La Antropología y Epistemología de San Agustín: El Hombre como Reflejo Divino
La obra de San Agustín gira alrededor del alma y de Dios. Se apoya en el ejemplarismo, que sostiene que toda la creación es un ejemplo del modelo divino, ideas eternas e inmutables presentes en la mente de Dios. El hombre es la criatura más próxima a Él, y es en el alma donde San Agustín busca el vínculo entre el hombre y Dios, así como la imagen divina, a través de la interiorización. De esto se obtiene la idea de la creación del hombre a imagen y semejanza de Dios, aunque existan diferencias fundamentales, pues Dios y el hombre son de naturaleza distinta. El hombre es parte de la creación de Dios. La gran diferencia es que Dios es eterno e inmutable, mientras que todo lo creado es perecedero y cambiante. No obstante, para San Agustín, el alma es una realidad intermedia entre Dios y los seres creados, pues cambia en el tiempo pero no en el espacio, y es eterna. El alma nos vincula y nos comunica con Dios. San Agustín añade que el hombre puede perfeccionarse asemejándose más a Dios.
Para la concepción del hombre, San Agustín se sirve del dualismo platónico: el hombre es un alma que se sirve de un cuerpo, donde el auténtico ser es el alma. Respecto al origen del alma, al principio adopta una posición traducianista (las almas de los hijos provienen de las de los padres), pero al final la descarta en favor del creacionismo (Dios crea el alma en cada uno de nosotros), aunque esta última no explica de forma clara la transmisión del pecado original.

● ● ●

TAREAS PENDIENTES:
A) Según el texto sobre San Agustín, ¿por qué el alma es una realidad intermedia entre Dios y los seres creados? Responde en una a tres oraciones.
B) Devuelve el fragmento del texto sobre San Agustín que va de "Para la concepción" a "del pecado original.", ambos incluidos.
Apóyate únicamente en el texto sobre San Agustín.

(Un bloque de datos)
● ● ●

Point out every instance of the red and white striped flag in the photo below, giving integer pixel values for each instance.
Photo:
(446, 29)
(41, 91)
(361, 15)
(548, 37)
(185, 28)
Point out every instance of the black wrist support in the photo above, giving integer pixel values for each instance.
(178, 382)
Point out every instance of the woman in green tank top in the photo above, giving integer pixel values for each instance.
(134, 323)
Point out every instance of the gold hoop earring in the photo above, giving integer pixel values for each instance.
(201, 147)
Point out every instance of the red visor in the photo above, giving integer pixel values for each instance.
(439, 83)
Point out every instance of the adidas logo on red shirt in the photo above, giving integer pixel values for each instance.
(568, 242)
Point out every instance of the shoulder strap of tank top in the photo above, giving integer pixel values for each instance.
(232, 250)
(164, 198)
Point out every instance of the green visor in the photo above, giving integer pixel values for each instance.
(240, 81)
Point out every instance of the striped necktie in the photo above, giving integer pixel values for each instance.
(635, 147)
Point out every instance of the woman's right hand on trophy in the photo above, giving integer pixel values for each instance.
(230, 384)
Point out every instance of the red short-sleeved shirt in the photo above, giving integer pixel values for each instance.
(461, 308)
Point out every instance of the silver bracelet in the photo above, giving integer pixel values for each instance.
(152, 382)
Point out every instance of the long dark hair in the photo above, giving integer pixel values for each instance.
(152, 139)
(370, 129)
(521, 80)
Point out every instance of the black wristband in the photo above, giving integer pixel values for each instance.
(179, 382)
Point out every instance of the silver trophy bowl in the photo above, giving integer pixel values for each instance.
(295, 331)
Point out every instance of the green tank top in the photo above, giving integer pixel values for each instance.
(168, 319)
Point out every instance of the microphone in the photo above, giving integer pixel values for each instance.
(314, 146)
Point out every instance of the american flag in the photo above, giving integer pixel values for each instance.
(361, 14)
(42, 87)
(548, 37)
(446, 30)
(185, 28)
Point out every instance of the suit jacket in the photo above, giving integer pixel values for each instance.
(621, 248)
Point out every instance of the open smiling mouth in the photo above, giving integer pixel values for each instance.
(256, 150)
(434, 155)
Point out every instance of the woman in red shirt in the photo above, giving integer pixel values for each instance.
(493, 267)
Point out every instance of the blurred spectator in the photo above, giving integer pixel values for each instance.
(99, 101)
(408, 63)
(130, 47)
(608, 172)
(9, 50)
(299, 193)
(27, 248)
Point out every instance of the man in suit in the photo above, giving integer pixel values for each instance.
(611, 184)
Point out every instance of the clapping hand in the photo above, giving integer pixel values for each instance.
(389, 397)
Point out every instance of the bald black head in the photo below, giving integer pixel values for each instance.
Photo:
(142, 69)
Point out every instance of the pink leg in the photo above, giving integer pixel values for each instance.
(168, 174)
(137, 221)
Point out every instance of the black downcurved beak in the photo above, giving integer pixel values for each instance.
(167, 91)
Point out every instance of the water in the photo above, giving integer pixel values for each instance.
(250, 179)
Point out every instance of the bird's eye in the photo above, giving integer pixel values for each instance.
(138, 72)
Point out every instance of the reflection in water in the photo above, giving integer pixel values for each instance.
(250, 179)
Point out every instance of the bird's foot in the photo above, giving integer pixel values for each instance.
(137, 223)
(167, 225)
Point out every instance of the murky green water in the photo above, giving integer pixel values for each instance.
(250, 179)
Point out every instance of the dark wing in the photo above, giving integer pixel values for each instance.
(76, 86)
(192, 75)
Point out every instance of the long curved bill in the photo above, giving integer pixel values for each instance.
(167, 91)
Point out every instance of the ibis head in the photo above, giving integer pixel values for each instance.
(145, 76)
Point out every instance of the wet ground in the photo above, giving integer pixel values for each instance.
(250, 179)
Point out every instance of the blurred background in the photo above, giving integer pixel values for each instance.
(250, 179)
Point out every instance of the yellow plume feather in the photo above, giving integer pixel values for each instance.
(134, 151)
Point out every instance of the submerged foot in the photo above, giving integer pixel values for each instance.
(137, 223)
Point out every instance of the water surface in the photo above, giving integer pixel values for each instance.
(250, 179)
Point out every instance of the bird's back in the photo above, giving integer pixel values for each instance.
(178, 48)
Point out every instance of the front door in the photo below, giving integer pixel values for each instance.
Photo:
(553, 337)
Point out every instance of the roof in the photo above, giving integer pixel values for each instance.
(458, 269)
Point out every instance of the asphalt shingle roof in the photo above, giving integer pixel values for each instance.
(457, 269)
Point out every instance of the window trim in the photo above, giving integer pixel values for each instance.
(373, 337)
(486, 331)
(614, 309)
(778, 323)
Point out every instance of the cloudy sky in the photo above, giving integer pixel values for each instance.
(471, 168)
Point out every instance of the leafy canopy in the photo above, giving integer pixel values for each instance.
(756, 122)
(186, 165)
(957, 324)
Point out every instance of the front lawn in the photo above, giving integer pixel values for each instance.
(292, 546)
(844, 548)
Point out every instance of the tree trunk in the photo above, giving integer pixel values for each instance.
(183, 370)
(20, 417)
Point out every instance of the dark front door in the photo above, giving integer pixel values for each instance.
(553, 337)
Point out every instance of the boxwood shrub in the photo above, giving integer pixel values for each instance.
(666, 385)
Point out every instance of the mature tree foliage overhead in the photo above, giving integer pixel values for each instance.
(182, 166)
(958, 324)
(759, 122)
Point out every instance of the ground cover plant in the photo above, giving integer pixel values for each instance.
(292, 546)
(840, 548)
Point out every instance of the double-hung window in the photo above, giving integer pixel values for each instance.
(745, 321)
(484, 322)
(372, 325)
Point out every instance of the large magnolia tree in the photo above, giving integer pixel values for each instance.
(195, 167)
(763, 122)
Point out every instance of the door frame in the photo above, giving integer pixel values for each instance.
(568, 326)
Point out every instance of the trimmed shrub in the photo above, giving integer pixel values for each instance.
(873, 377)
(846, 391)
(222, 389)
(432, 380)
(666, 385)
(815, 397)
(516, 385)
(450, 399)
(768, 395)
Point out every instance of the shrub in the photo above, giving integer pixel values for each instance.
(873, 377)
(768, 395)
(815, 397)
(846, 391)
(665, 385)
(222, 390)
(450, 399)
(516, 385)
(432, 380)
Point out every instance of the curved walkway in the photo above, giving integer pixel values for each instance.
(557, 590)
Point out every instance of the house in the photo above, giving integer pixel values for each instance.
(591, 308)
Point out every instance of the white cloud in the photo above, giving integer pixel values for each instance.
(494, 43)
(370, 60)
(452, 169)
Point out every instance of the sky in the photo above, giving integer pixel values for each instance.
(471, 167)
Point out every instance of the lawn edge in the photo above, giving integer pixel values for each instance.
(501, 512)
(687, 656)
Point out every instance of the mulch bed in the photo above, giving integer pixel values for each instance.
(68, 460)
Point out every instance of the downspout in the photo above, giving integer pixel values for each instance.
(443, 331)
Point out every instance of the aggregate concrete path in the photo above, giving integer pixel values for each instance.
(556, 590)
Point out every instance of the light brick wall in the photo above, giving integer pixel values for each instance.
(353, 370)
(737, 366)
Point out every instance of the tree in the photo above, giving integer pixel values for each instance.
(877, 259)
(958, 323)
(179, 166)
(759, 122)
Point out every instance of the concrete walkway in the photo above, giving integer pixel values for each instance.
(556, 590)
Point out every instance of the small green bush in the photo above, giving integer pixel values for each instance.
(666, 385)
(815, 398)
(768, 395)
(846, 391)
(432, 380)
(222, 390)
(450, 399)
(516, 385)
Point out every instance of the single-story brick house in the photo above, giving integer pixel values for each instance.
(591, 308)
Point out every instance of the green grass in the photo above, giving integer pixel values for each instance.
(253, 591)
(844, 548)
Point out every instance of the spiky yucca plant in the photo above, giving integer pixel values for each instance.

● ● ●

RESPUESTAS POR TAREA:
A) El alma es una realidad intermedia entre Dios y los seres creados porque cambia en el tiempo, pero no en el espacio. Además, es eterna.

B)
Para la concepción del hombre, San Agustín se sirve del dualismo platónico: el hombre es un alma que se sirve de un cuerpo, donde el auténtico ser es el alma. Respecto al origen del alma, al principio adopta una posición traducianista (las almas de los hijos provienen de las de los padres), pero al final la descarta en favor del creacionismo (Dios crea el alma en cada uno de nosotros), aunque esta última no explica de forma clara la transmisión del pecado original.